PARTS OF THE EXERCISE =
**1.** In the forum thread about the Heresy novels, when did Razorbacks come into service, according to MarzM?
**2.** Retype the forum thread about the Heresy novels from "Yeah, chapter 1" to "an Inquisitor Lord?" with no changes.
**3.** Extend the forum thread about the Heresy novels, picking up after its final post.

It isn't anything to do with Tallarn sorry.


----------



## stompzilla

Power armour/ carapace?


----------



## Jacobite

Nope sorry stomp that an't it.


----------



## Skcuzzlebumm

Ok now your Q makes more sense.

Though can't for the life of me think what you mean.


----------



## MarzM

Ok, there could be a couple of answers to this.

1, - They keep refering to "storm Bolters" when it was combi-bolters they had

2, - In "Flight of the Eisenstein" they mention Razorbacks. These didn't come into service untill M35

3, - (personal Fav) Space Marines did not have fucking Landspeeder during the Heresy! Im sick of bloody saying it and it gets on my damn nerve.

4, - In "Fulgrim" it says that lighning claws are retractible when they're not!



MarzM :mrgreen:


----------



## Jacobite

MarzM has it. Number One was what I was after. That really pissed me of in the first book - kinda shocked me since it was Abnett. And the Land Speeders also really annoys me as well. Don't remember the Razorback's in Flight and havn't read Fulgrim yet - just bought it though so soon.

Your q dude


----------



## MarzM

Yeah, chapter 1 of the first book and Horus put a Storm Bolter round through the "false" Emperors head was kinda wrong. Almost as dissapointing as the "dryer than a Tallerns sandel" comment which was very wrong!

Ok.

Exactly how does an Inquisitor become an Inquisitor Lord?


MarzM :mrgreen:


----------



## Jacobite

He/she has the title bestoyed upon them by a existing Inquisitor Lord but has to be ratified by at least 2 other Lords as well.


----------



## MarzM

Exactly! Now if you dont mind, im very drunk and im going to bed!

GIVEN DATA =
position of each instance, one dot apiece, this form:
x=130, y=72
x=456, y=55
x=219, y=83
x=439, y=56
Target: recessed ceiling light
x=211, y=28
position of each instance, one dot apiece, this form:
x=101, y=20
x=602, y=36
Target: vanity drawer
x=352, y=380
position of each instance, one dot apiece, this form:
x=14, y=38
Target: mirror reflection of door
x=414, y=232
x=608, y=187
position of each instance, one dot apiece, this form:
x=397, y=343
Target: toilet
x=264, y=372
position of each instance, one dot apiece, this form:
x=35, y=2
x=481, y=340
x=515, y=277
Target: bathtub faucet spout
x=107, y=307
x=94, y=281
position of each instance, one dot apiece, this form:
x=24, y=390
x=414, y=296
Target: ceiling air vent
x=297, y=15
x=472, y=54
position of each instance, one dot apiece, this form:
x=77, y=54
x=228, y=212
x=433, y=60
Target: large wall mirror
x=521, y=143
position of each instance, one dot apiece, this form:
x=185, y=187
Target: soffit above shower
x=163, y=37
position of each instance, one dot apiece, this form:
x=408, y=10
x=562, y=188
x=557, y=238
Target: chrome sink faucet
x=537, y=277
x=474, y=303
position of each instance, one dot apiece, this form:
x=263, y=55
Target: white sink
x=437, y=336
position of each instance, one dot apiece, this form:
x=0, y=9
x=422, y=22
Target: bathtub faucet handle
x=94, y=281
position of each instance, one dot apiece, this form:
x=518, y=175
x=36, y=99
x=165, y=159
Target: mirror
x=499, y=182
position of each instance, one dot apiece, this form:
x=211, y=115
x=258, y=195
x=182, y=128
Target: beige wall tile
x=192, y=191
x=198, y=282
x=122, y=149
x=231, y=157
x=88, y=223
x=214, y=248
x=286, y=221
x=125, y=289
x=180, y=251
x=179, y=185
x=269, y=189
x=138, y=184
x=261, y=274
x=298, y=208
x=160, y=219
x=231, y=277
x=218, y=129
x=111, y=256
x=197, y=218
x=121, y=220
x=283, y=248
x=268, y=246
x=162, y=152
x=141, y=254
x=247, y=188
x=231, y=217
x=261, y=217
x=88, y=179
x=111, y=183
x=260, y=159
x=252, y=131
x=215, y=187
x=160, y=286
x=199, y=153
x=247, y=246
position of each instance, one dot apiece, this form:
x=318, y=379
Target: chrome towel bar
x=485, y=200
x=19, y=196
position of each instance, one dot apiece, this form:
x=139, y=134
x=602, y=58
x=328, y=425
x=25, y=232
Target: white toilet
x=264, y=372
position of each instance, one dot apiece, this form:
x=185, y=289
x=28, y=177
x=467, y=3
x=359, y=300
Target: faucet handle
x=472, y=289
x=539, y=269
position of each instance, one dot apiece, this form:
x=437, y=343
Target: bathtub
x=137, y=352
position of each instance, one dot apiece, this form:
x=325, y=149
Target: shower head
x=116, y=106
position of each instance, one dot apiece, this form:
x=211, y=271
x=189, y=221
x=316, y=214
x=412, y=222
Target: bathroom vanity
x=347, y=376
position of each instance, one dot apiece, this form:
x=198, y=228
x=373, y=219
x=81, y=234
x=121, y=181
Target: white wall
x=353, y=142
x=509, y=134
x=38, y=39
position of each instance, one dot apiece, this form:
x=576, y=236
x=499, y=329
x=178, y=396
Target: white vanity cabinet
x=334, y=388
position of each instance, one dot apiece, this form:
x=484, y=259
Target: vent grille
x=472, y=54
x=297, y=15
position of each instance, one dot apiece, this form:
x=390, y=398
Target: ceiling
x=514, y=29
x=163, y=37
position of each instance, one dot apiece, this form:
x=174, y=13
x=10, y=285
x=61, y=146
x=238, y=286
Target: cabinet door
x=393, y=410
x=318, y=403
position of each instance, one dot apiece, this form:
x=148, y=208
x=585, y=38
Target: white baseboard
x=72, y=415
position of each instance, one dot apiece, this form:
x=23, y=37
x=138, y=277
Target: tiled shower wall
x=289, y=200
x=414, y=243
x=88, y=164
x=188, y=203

RESPONSES PER TASK =
**1.** M35

**2.**
Yeah, chapter 1 of the first book and Horus put a Storm Bolter round through the "false" Emperors head was kinda wrong. Almost as dissapointing as the "dryer than a Tallerns sandel" comment which was very wrong!

Ok.

Exactly how does an Inquisitor become an Inquisitor Lord?

**3.**
MarzM :drunk:


----------



## Jacobite

Lol fair enough

Ok my q um easy one "What is a 'last chance box'?


----------



## cccp

last lasgun power cell/last ammo clip?


----------



## Jacobite

Yep thats it perfect. Your q boss


----------



## cccp

name the two most senior officers of the valhallan 597th regiment.


----------



## MarzM

Colonel Regina Kasteen and Major Ruput Broklaw.

Obviously its Ciaphas Cains Regement too, but i think these would be the most senior officers.



MarzM :mrgreen:


----------



## cccp

damn right marz. thought that one woud take a _little_ longer to answer.


----------



## MarzM

It did! I have/had a hangover!

I'll think of a Q in a mo

MarzM :mrgreen:


----------



## MarzM

Pretty easy one again.


Who created the Ork race and why was it done?


MarzM :mrgreen:


----------



## cccp

supposedly the old ones, to fight against the necronyr?


----------



## MarzM

Correct!

You not been expelled yet?

Oh well your turn!

MarzM :mrgreen:


----------



## cccp

no they havent got me yet! 

what do the iron warriors and lieutenant kage have in common?


----------



## Skcuzzlebumm

Lieutenant Kane has a bionic skull and is nicknamed "iron skull"

The iron warriors chapter badge is an iron skull.

?????


----------



## cccp

not what i looking for.


----------



## pathwinder14

MarzM said:


> Pretty easy one again.
> 
> 
> Who created the Ork race and why was it done?
> 
> 
> MarzM :mrgreen:


I thought they were created by the old ones to destroy the Great Devourer known as teh tyranids...not the necrons. If you read the old 2nd edition ork codex and fluff it all points to them taking out the Tyranids. Did that fluff change?


----------



## Pyromanic Tendencies

I'd say so. The Olds Ones created the Orks millions of years perfore the present, and the Tyranids only arrived half way thourgh the 41st millenium, according to current fluff.


----------



## pathwinder14

I kind thought GW wouldn't keep the story line straight.


----------



## cccp

no reply for 3 days?

do i get an award?


----------



## Jacobite

Yep you do ya mean spirted bastard. But first we need the answer and then you can ask again.


----------



## cccp

iron warriors homeworld and kage's homeworkd are both named olympia. i abstain from asking another question as i wont be posting for a while.


----------



## Jacobite

I'll do it then

"How many years of focussed psyhic energy has the Bedlum Staff undergone?"

It isn't worded right but its a very easy question.


----------



## MarzM

Ok first of all i just wanna say it's good to be back!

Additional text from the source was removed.